#### Selected passage

Jul 20, 2023, 1:39:23 PMJul 20
to Manopt
I have a problem of the no convergance of the model in the stiefle manifold,
Here is the code:
n = 20;
p = 5;
A_2 = randn(n);
A_2 = .5*(A_2+A_2');
manifold = stiefelfactory(n,p);
problem.M = manifold;
 problem.cost  = @(x) trace(x'*(diag_of(x)*A_2'*diag_of(x))*x);
problem.egrad = @(x) grad_of(A_1,A_2,x);      
 [X, xcost, info, options] = barzilaiborwein(problem);
semilogy([info.iter], [info.gradnorm], '.-');
xlabel('Iteration number');
ylabel('Norm of the gradient of f');

function D=diag_of(X)
 D= diag(1 ./ sqrt(diag(X*X')));
function G=grad_of(A_1,A_2,X)
    D= diag(1 ./ sqrt(diag(Y)));    
    S= H_2 -F;
the slop gives around 2 (1.99991), so, the gradient is ok, But it doesn't converge, I've tried multiple solvers, but with the same result. Why does it fail in this case?

########
#### Data

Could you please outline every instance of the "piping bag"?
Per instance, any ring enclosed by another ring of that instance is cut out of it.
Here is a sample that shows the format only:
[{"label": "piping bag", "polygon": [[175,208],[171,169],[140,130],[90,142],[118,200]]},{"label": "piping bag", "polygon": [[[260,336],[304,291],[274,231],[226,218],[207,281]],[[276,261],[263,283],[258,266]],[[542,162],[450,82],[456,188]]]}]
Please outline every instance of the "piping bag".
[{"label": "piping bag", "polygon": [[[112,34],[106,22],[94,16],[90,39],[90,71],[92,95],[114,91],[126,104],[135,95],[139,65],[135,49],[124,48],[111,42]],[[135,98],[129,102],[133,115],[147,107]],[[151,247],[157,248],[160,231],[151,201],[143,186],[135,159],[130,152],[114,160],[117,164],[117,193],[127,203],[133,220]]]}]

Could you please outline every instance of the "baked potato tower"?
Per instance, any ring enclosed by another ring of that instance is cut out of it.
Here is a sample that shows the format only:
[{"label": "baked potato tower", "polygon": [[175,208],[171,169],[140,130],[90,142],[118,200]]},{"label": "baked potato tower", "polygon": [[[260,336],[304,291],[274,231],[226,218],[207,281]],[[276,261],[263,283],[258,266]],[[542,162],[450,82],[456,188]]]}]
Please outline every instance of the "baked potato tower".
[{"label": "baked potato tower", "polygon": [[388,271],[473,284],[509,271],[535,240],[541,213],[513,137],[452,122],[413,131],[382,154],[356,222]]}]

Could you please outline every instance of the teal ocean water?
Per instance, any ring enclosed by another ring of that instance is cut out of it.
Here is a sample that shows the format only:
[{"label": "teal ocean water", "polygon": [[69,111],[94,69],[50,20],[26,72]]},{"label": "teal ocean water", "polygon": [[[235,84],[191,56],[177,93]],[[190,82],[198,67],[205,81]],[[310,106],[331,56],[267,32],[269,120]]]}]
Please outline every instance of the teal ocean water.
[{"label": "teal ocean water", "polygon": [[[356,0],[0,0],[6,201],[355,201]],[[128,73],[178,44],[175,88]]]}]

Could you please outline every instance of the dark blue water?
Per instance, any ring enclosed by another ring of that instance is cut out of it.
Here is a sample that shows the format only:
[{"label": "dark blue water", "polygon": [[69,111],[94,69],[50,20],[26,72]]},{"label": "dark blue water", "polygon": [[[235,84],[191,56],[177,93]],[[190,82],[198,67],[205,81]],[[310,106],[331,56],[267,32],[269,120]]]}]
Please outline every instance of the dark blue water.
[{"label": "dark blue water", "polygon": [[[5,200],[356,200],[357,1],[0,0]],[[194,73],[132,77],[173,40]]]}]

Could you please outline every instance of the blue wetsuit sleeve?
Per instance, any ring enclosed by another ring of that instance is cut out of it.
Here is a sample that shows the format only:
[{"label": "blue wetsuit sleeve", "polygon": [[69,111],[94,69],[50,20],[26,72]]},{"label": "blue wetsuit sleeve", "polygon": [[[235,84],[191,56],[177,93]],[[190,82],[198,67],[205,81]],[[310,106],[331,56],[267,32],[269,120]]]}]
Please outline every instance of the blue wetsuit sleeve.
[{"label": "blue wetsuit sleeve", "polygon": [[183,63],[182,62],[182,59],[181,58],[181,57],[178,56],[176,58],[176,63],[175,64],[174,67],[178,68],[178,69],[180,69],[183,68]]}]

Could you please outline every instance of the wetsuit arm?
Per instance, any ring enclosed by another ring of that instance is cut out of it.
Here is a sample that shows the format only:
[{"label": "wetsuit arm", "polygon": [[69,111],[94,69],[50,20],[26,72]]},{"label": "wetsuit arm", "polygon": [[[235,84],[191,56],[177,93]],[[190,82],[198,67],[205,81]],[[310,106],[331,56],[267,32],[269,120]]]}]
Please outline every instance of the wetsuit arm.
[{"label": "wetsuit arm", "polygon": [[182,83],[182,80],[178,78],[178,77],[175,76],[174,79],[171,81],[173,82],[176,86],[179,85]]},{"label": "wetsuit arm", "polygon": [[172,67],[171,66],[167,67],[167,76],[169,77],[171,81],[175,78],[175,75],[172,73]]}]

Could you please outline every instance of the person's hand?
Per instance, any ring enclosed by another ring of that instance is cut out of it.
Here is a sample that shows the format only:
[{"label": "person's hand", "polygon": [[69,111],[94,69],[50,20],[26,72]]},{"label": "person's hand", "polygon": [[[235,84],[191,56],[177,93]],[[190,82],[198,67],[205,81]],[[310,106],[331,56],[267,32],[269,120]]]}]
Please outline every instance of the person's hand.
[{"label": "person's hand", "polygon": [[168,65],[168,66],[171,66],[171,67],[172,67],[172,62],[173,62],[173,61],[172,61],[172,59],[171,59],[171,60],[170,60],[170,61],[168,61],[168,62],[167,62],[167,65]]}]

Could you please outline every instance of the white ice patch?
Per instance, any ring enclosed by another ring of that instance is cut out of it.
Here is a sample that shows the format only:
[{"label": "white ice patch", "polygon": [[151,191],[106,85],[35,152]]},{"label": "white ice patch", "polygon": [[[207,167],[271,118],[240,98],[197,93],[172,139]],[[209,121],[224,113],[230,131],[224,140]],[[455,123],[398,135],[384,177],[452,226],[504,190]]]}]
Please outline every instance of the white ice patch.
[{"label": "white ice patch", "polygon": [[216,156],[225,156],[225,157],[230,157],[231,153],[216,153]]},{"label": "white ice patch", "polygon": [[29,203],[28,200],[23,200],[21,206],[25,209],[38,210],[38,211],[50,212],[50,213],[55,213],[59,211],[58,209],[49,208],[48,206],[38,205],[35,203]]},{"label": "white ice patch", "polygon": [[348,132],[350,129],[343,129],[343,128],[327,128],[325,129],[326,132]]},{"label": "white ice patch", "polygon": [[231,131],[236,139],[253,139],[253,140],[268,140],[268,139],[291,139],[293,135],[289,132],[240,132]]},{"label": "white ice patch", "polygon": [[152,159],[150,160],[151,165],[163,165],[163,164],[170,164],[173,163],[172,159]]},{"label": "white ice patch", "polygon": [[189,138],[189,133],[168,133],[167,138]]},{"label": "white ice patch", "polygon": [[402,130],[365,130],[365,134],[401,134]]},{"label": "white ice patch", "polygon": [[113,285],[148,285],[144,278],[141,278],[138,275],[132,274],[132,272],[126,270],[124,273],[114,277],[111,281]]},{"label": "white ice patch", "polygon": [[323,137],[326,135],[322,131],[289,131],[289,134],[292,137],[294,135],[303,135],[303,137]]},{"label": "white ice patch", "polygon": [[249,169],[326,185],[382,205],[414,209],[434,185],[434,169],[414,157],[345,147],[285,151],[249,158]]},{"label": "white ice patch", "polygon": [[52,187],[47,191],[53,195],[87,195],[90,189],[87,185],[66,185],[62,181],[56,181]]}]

########

Set problem A: Please output the part of the Manopt forum post that opens with the words containing "D= diag(1 ./ sqrt(diag(X*X')));" and closes with "in this case?".
Set problem B: According to the Manopt forum post, what value does the slope give?
Set problem C: Take the Manopt forum post further from its final sentence.
The listing has no connection to the Manopt forum post.

Task response A:
D= diag(1 ./ sqrt(diag(X*X')));
function G=grad_of(A_1,A_2,X)
    D= diag(1 ./ sqrt(diag(Y)));    
    S= H_2 -F;
the slop gives around 2 (1.99991), so, the gradient is ok, But it doesn't converge, I've tried multiple solvers, but with the same result. Why does it fail in this case?

Task response B: Around 2 (1.99991).

Task response C:
Thank you in advance,

Nicolas Boumal

Jul 20, 2023, 4:53:52 PMJul 20
to Manopt

I tried your code and it puzzled me too. My best guess is that perhaps the cost function is not differentiable everywhere and that the optimizer gets stuck in regions where the cost indeed isn't differentiable.

To test this hypothesis, I modified the call to the solver as follows:

options.statsfun = statsfunhelper('mindiag', @(x) min(abs(diag(x*x'))));
[X, xcost, info, options] = trustregions(problem, [], options);

This makes it so that, at each iteration, the solver records the minimum absolute value of the diagonal entries of x*x', and stores that number in the info struct-array.

Now, display the results as:


and you will see that this quantity becomes dangerously close to zero. Unfortunately, that means x comes too close to a region where the cost function does not have a gradient (because your cost function divides by diag(x*x')).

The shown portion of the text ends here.